**Source excerpt:**
There isn’t a day that goes by when I don’t read The New York Times. I fully admit to being one of those old-fashioned people who reads the news on paper; I flip through every page, skimming the articles, diving into whatever grabs my attention, and feeling like I’ve absorbed enough information to be up to date on our crazy world.
There also isn’t a day that goes by that I don’t get pissed off at The Times for one reason or another. The insistence on presenting “both sides” of every issue, to the point of false equivalencies, is a particular source of anger. (Let’s not forget that it was The Times that broke the story of “Hillary’s emails” and continued to hammer it all the way to November.)
However, all told, The Times does a better job than most daily newspapers of at least trying to get things right. And in an environment in which newspapers around the world are under severe threat of extinction, I find it heartening That they have found a way to keep the paper alive while deftly navigating new business models to support it.
That said, what brings me to write comes less from my personal and political perspectives as a reader than my professional perspective as someone who lives in the world of movie marketing; more specifically someone who has spent their life trying to get audiences to see less commercial fare in movie theaters. The Times has always played an important role in that effort, but unfortunately in recent years, changes have been made that have created great obstacles to that effort.

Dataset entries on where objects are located
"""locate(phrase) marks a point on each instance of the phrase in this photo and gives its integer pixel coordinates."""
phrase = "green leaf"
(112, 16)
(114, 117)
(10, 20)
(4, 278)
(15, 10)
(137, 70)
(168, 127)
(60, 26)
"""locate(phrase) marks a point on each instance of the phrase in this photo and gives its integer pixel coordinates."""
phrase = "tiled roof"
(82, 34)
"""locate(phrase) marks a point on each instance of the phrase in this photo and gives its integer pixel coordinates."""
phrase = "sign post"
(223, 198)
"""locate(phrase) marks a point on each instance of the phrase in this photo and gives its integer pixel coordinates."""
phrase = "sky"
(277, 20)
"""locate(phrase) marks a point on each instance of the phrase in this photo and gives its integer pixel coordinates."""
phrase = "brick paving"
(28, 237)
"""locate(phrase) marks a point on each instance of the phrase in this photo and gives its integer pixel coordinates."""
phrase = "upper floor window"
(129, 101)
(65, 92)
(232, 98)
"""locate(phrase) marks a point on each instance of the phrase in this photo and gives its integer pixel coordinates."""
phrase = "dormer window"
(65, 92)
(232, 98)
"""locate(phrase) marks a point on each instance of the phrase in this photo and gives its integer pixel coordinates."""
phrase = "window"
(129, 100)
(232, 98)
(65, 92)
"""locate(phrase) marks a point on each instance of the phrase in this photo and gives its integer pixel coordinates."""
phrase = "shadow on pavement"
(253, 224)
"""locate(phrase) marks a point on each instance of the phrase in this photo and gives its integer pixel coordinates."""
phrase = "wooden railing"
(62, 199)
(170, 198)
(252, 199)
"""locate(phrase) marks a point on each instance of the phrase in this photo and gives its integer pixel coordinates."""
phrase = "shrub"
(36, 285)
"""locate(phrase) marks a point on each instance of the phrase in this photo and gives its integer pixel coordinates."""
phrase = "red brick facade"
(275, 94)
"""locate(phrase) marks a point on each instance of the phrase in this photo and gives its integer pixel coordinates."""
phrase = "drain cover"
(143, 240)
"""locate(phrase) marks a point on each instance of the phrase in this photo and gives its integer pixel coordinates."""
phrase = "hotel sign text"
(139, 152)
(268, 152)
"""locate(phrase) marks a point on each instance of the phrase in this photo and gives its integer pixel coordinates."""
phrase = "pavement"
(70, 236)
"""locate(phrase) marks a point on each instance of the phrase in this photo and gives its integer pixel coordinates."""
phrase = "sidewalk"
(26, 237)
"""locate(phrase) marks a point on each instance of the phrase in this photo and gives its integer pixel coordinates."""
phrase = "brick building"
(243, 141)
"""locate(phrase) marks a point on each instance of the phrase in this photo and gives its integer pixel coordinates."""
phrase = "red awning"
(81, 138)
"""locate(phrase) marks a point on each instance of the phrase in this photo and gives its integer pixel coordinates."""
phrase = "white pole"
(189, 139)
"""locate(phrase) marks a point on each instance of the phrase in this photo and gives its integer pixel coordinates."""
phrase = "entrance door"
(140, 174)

**Work instructions:**
**a)** Please say whether each statement agrees with the essay about The New York Times, answering yes or no and quoting the words from it that settle the matter: (i) The writer reads the news on paper. (ii) The writer says The Times does a worse job than most daily newspapers at trying to get things right. (iii) The writer works in movie marketing.
**b)** Identify each line in the entries that contains the string "window", and copy those lines. Treat the match as case-sensitive.
The essay about The New York Times and the entries are unrelated pieces of material.

**Solution list:**
**a)**
(i) Yes: "I fully admit to being one of those old-fashioned people who reads the news on paper"
(ii) No: "The Times does a better job than most daily newspapers of at least trying to get things right"
(iii) Yes: "my professional perspective as someone who lives in the world of movie marketing"

**b)**
phrase = "upper floor window"
phrase = "dormer window"
phrase = "window"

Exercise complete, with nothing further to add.